*GOAL*: Extract every line of the material below that contains the word "Looking".

*RECORDS SUPPLIED*:
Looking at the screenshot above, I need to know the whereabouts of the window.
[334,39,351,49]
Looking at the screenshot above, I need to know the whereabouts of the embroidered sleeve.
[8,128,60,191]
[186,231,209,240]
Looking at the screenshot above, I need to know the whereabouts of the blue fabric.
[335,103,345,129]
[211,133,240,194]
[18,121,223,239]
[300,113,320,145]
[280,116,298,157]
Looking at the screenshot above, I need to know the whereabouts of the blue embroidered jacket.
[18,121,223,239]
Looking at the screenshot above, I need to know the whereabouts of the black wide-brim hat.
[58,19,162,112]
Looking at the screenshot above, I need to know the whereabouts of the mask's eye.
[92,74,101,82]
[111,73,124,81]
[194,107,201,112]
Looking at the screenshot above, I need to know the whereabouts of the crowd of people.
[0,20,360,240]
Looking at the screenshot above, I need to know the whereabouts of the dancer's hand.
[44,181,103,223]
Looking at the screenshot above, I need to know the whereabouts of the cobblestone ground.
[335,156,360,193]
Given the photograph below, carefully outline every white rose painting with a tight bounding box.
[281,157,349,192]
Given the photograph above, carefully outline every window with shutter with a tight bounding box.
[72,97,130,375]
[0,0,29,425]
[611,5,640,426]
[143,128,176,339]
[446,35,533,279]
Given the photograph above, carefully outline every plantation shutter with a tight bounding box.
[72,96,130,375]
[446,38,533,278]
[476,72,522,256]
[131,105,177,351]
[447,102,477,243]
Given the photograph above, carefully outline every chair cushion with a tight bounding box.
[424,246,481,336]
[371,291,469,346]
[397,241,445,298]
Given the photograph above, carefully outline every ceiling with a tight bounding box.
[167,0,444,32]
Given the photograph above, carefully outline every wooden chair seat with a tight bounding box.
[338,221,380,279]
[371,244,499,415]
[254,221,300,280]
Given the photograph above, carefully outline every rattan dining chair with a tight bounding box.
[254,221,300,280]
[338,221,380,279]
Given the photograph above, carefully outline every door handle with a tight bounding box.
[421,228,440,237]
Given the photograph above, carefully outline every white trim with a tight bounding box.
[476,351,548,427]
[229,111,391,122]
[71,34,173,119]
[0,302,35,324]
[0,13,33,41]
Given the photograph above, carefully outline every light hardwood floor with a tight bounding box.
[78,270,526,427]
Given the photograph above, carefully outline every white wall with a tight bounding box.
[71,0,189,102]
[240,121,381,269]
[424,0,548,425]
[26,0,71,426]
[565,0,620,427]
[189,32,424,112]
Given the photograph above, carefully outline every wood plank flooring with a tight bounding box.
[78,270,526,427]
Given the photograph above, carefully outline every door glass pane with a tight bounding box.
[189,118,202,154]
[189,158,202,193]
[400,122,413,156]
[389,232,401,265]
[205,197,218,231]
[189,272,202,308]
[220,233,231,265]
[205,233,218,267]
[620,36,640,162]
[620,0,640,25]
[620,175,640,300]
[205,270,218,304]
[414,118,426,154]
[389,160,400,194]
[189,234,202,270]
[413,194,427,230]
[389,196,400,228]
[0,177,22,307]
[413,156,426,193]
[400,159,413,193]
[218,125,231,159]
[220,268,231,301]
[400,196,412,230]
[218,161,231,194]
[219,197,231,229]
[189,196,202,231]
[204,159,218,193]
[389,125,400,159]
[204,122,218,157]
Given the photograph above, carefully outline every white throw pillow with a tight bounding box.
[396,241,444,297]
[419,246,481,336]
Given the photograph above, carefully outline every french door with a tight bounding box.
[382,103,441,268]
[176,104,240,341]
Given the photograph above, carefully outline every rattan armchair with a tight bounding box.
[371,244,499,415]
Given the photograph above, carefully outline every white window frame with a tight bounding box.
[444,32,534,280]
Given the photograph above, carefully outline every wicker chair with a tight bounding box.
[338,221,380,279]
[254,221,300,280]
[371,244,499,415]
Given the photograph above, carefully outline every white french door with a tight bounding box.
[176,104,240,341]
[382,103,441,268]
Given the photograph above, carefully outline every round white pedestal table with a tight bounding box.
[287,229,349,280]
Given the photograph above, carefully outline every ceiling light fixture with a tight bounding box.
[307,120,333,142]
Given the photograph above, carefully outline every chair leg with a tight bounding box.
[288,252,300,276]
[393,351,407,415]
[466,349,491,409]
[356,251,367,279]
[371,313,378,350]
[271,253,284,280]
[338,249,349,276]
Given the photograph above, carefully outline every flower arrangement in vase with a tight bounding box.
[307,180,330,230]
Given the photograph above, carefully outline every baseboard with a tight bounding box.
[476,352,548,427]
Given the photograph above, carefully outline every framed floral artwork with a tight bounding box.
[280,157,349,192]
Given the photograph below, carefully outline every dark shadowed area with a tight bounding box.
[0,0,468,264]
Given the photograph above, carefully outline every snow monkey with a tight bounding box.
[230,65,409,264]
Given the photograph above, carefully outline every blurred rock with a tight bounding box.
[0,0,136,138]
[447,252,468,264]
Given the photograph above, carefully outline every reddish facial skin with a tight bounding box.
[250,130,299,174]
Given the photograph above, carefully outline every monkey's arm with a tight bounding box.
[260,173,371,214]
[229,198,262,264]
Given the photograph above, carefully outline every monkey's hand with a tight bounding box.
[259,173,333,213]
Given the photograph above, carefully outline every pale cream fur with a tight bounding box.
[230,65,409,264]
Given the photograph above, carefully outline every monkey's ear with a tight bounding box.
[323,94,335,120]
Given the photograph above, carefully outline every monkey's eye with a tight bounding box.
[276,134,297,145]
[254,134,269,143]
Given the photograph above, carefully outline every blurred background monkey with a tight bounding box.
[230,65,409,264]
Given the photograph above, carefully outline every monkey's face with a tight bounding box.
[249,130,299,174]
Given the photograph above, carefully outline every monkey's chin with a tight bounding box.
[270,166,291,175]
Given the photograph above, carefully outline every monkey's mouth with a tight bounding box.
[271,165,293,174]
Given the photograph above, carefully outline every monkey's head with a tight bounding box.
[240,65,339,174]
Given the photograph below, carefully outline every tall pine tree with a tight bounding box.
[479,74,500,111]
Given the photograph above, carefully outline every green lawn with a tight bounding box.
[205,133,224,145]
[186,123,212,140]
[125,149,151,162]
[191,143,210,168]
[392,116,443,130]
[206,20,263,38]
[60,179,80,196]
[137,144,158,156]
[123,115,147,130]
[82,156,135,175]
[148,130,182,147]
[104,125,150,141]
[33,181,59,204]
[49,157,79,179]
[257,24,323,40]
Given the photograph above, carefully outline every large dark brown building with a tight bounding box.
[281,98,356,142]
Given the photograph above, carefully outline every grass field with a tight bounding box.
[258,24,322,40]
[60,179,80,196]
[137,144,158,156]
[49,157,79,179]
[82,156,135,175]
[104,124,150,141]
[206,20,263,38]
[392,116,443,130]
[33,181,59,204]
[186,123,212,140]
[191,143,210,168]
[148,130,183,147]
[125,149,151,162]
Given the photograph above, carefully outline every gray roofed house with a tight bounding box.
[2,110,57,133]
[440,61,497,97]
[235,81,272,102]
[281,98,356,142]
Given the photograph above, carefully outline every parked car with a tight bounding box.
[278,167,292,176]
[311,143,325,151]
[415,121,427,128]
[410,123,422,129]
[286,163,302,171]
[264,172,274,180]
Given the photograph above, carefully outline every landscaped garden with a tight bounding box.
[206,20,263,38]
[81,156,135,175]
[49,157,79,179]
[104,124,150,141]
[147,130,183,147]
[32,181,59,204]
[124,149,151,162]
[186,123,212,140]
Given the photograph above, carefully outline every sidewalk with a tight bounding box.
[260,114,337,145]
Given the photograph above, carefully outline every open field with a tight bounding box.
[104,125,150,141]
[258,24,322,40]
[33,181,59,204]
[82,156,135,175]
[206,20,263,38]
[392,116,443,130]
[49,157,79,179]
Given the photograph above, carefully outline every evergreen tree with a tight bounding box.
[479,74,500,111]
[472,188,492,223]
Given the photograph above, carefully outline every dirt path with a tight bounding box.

*PROBLEM SOLUTION*:
Looking at the screenshot above, I need to know the whereabouts of the window.
Looking at the screenshot above, I need to know the whereabouts of the embroidered sleeve.
Looking at the screenshot above, I need to know the whereabouts of the blue fabric.
Looking at the screenshot above, I need to know the whereabouts of the blue embroidered jacket.
Looking at the screenshot above, I need to know the whereabouts of the black wide-brim hat.
Looking at the screenshot above, I need to know the whereabouts of the mask's eye.
Looking at the screenshot above, I need to know the whereabouts of the crowd of people.
Looking at the screenshot above, I need to know the whereabouts of the dancer's hand.
Looking at the screenshot above, I need to know the whereabouts of the cobblestone ground.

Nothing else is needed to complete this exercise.